> _Exercise prompt_
Give back every record word for word, but keep the pictures out.

> _Input data_
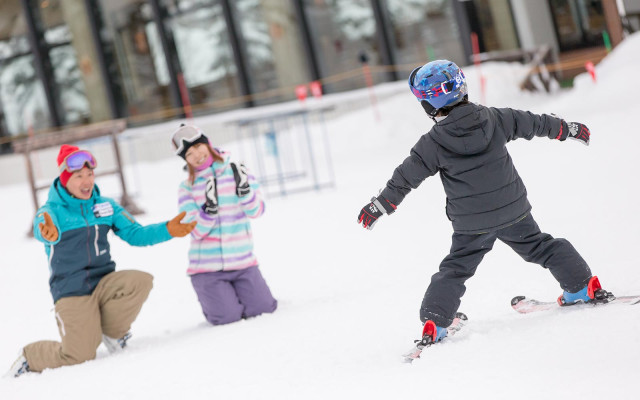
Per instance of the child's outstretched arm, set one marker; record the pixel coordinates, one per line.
(526, 125)
(421, 164)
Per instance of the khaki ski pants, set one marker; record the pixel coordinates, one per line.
(109, 310)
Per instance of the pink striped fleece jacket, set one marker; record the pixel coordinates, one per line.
(223, 241)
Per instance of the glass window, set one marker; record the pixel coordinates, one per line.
(138, 65)
(579, 23)
(68, 78)
(206, 56)
(23, 104)
(496, 21)
(424, 30)
(271, 40)
(344, 35)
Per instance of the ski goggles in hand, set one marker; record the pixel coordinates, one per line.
(78, 160)
(184, 137)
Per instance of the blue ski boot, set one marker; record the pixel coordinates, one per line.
(592, 293)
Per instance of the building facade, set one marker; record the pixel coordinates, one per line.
(70, 62)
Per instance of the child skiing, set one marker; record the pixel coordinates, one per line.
(486, 199)
(93, 302)
(221, 197)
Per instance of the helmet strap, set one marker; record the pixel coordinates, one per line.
(428, 108)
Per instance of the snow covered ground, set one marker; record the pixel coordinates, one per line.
(349, 298)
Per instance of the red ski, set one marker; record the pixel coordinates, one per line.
(525, 305)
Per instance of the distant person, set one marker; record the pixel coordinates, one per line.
(93, 302)
(486, 199)
(221, 196)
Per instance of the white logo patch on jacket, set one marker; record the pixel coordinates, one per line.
(103, 209)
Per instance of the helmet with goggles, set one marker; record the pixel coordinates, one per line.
(438, 84)
(77, 160)
(186, 136)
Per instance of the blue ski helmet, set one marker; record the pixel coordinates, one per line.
(440, 83)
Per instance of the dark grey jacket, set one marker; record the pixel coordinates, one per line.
(484, 191)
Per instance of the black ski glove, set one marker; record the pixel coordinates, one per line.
(210, 205)
(577, 131)
(242, 179)
(371, 212)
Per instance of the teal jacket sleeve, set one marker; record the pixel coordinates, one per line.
(39, 219)
(129, 230)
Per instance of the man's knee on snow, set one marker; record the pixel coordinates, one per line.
(226, 317)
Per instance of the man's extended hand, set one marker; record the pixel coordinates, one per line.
(242, 179)
(177, 228)
(578, 131)
(48, 230)
(371, 212)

> _Task answer_
Per instance of the child's outstretched arm, set one marker; record the pixel coordinates, one per line.
(526, 125)
(421, 164)
Per instance of the khaki ski pants, set one marker; record the pixel coordinates, one per line.
(109, 310)
Per instance of the pink striped fleece jacket, set one marker; record the pixel coordinates, one per line.
(223, 241)
Per instance of the glass window, set one marker; record the pixel coordinates, one per line.
(138, 65)
(579, 23)
(68, 78)
(206, 56)
(23, 104)
(496, 21)
(424, 30)
(271, 40)
(344, 35)
Per instance of the ski goggles in hand, set one marker; record the pixel coordinates, one per line.
(78, 160)
(184, 137)
Per instance of the blue ski boot, set one marker; record the pixel coordinates, one per line.
(592, 293)
Per instance of the building facade, set one marker; record the pixel coordinates, one per line.
(70, 62)
Per instance of the child skiing, set one marker; record the pixel coordinates, one per line.
(486, 199)
(93, 302)
(221, 197)
Per instance of the helmet strap, set one marker; record the pixel coordinates, one per line.
(428, 108)
Per instance of the snow covered ground, set one marker; record the pixel coordinates, one per line.
(349, 298)
Per instance of the red ski, set one marker; record the pixel coordinates, one per line.
(525, 305)
Per instance of the distant person, set one marker; record the pixel coordinates, one per line.
(93, 302)
(486, 199)
(221, 196)
Per instance of the white logo patch on jacket, set one marker; record the pixel coordinates, one per line.
(103, 209)
Per instance of the helmet with goggles, set one marker; record the pixel coordinates, one per line.
(438, 84)
(77, 160)
(186, 136)
Per instance of the blue ski helmet, set one marker; record the pixel coordinates, one per line.
(440, 83)
Per instance of the dark grey jacket, set one marker; record the pixel coordinates, one per line.
(484, 191)
Per instance of the black ski glove, set one marker; record the pixel coordinates, one per line.
(210, 205)
(577, 131)
(242, 179)
(371, 212)
Per instance of the teal jacket sleeve, set one marker; record the pixel coordinates, one per line.
(39, 219)
(129, 230)
Per instance of the man's knee on snow, set one marker; record the pixel coordinates, one per line.
(226, 317)
Per instance of the man's extended hand, set one marker; record the pixel coordinates, one per line.
(242, 179)
(177, 228)
(578, 131)
(48, 230)
(371, 212)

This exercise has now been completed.